Тематический план. Конечно, эпизод несет и определенные идейные нити. Их главный узел заключен уже в самой фигуре героя, начиная с его имени, тщательно выбиравшегося автором (оно же было и псевдонимом, которым Джойс подписал свои первые рассказы при их публикации в дублинской газете). Идея, скрытая в имени Стивен Дедал, — идея участи художника-творца, соединяющей славу и страдания. Дедал — древний мастер-искусник, создатель и непроходимого лабиринта, и возносящих, освобождающих крыльев, притом творящий в изгнании, на чужбине (все эти мотивы весьма значимы для Джойса). Стивен — от греческого «стефанос», венок, символ славы; к тому же это имя новозаветного первомученика Стефана. Далее, со Стивеном входят, как две постоянные темы его мыслей, темы родины и религии. Как всюду в его внутреннем мире, мы видим здесь напряженность, конфликт. С Хейнсом, английским любителем ирландского фольклора, вступает тема противостояния Ирландии захватчикам-англичанам. Стивен — патриот Ирландии, желающий ее независимости, однако он не может и не хочет пожертвовать ради нее своей свободой и своим призванием художника. Стивен порвал с Церковью, но продолжает многое в ней ценить — величие ее истории, красоту искусства, умную стройность теологии; ему претит шутовское и глумливое богохульство Быка.

Фрагмент данных:
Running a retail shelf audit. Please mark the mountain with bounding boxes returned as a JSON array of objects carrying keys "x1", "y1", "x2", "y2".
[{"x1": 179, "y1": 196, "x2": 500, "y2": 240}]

Что сделать:
Что означает греческое слово «стефанос», от которого, согласно отрывку о Стивене Дедале, происходит имя героя? Данные здесь никакой роли не играют.

Готовый ответ:
Венок, символ славы.